(STATED EXERCISE)
Report every line of the listing below that contains the word "bridge", copying each such line in full.

(INFORMATION SUPPLIED)
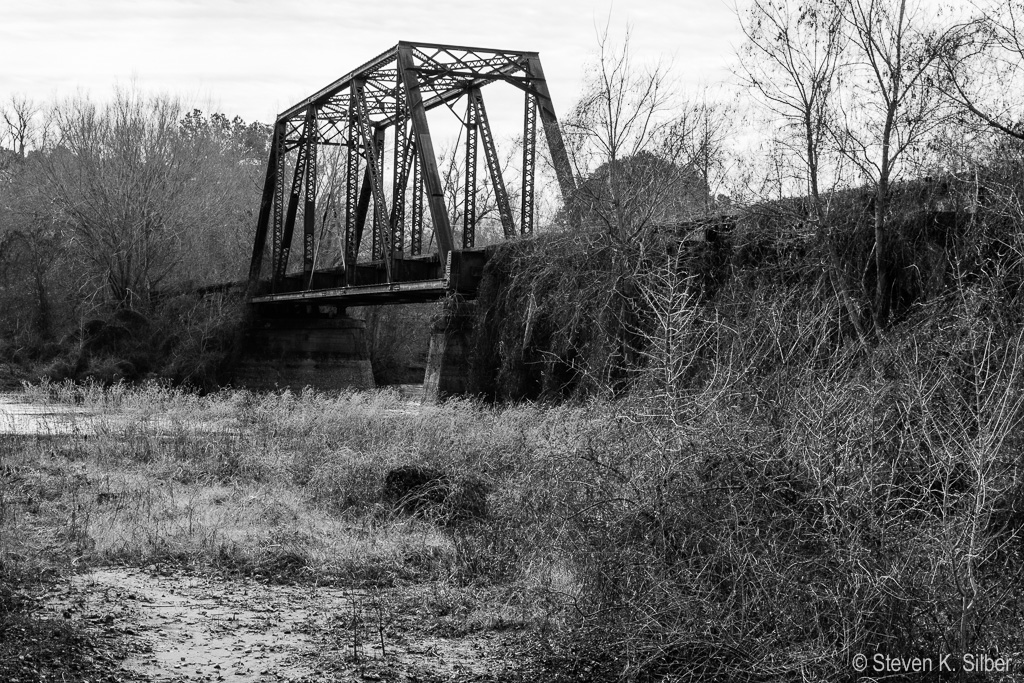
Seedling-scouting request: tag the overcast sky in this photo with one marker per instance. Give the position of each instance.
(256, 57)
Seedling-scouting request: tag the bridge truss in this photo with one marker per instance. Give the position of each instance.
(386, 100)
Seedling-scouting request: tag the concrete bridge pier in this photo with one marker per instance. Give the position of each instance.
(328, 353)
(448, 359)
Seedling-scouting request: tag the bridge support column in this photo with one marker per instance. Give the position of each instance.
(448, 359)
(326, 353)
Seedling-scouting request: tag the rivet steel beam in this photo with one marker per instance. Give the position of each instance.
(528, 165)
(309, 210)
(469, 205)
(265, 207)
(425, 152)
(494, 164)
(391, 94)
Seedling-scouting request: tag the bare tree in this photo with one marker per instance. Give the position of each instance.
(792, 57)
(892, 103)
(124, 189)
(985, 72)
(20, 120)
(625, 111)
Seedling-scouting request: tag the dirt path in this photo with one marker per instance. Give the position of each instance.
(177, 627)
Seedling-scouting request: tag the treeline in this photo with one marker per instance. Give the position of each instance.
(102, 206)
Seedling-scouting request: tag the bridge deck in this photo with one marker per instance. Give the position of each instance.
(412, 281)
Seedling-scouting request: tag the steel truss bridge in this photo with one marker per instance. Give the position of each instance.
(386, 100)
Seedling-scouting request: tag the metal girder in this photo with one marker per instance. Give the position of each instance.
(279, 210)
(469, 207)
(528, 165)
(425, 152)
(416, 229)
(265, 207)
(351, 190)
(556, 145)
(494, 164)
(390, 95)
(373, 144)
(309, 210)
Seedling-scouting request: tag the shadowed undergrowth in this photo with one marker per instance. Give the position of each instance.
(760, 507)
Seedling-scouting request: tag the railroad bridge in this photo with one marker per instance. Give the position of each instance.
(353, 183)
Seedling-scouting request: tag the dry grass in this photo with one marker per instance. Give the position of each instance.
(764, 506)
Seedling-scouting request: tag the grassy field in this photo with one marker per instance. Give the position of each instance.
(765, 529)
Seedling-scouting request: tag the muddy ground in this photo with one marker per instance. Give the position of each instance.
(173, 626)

---

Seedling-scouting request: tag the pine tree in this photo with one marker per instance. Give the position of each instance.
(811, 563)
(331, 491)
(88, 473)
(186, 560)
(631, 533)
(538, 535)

(TASK OUTPUT)
Seedling-scouting request: tag the bridge truss in this photo with one marker per instance. Give the position of each instance.
Seedling-scouting request: tag the concrete bridge pier in this photo with one marker per instance. Give the position of each instance.
Seedling-scouting request: tag the bridge support column in this photo with one marker per instance. Give the position of each instance.
Seedling-scouting request: tag the bridge deck in this photo with one marker per instance. Give the position of each instance.
Seedling-scouting request: tag the steel truss bridge in this photo with one marker per instance. Give the position of each instance.
Seedling-scouting request: tag the railroad bridge in this photo with one marker per instance. Give the position of each instance.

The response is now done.